■ Objective ■
Reproduce all entries word for word.

■ Record excerpts ■
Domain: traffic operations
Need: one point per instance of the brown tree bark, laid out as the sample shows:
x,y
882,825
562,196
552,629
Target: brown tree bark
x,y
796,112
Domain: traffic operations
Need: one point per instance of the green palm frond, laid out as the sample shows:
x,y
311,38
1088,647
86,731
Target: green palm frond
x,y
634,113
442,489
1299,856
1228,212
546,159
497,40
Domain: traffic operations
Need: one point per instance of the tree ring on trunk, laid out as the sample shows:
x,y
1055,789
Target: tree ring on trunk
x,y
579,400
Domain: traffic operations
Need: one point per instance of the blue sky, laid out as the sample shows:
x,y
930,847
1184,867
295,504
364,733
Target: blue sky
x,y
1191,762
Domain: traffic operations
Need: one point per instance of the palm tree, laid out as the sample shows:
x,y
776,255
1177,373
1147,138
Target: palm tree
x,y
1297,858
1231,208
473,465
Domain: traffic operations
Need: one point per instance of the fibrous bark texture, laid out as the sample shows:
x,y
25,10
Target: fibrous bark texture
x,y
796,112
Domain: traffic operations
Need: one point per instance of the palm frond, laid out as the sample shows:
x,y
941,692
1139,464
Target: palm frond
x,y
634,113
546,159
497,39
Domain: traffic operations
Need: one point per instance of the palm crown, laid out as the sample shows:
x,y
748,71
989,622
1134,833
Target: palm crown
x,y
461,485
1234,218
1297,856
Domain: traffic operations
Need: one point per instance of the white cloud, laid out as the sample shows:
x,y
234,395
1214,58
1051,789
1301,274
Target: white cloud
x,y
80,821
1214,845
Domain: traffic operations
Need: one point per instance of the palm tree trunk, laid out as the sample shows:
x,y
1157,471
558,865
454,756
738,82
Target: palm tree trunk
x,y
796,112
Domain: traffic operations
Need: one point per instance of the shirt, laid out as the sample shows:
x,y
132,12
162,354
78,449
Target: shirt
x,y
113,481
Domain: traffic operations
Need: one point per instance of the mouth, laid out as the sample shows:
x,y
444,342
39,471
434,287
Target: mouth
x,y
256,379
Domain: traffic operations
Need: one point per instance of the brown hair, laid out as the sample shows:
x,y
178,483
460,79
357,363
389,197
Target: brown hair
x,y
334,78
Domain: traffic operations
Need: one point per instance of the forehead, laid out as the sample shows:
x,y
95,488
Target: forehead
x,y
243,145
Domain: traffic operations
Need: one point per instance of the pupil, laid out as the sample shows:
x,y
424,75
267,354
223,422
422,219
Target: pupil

■ Result for this task ■
Domain: traffic operations
Need: one point per instance of the brown tree bark, laid out as the sample shows:
x,y
882,825
562,196
552,629
Target: brown tree bark
x,y
796,112
Domain: traffic operations
Need: one point per instance of the green palm frond, laid out as the sample shows:
x,y
311,38
1088,647
86,731
Target: green palm frond
x,y
634,113
442,489
1299,856
1228,212
546,159
497,40
Domain: traffic operations
Need: one point per instance of the tree ring on trunk, laid out as the sample shows:
x,y
1055,789
Target: tree ring on trunk
x,y
579,400
Domain: traffic operations
Need: one point per instance of the blue sky, laid out as the sample shows:
x,y
930,847
1184,867
295,504
364,733
Target: blue sky
x,y
1191,762
Domain: traffic operations
Need: one point per instance of the palm tree, laid out as the sample shows:
x,y
776,255
1177,373
1147,138
Target: palm tree
x,y
1297,858
1231,208
473,465
Domain: traffic operations
Need: one point per instance of the fibrous bark texture, laid out as the sample shows:
x,y
25,10
Target: fibrous bark texture
x,y
796,112
Domain: traffic operations
Need: one point per instance of the palm frond, laid out as the sample shows:
x,y
941,692
1139,464
Target: palm frond
x,y
634,113
546,159
497,39
Domain: traffic operations
Need: one point per instance of the palm crown, laid out as the sample shows:
x,y
748,71
989,622
1134,833
Target: palm crown
x,y
461,485
1234,218
1297,856
Domain: traffic operations
Need: one point per instance of the white cloud, laid out as the sample shows:
x,y
234,395
1214,58
1051,789
1301,274
Target: white cloud
x,y
80,821
1214,845
Domain: traffic operations
Need: one point per instance of the palm tree trunk, laid out as the sample shows:
x,y
1157,471
558,865
454,756
738,82
Target: palm tree trunk
x,y
796,112
Domain: traffic operations
Need: one point per instance of the shirt, laid out as the sample shows:
x,y
132,12
162,354
78,449
Target: shirt
x,y
113,481
Domain: traffic operations
Need: one point per instance of the mouth, laid out as the sample shows:
x,y
444,342
39,471
434,287
Target: mouth
x,y
256,379
Domain: traffic operations
Need: one point per instance of the brown hair, laid out as the sample shows:
x,y
178,483
460,79
357,363
389,197
Target: brown hair
x,y
334,78
Domain: traffic operations
Need: one point per instance of the forehead, laid out as the sample shows:
x,y
95,488
Target: forehead
x,y
243,145
Domain: traffic operations
Need: one point per instance of the pupil, laid out as the sample shows:
x,y
424,75
267,354
223,422
422,219
Target: pupil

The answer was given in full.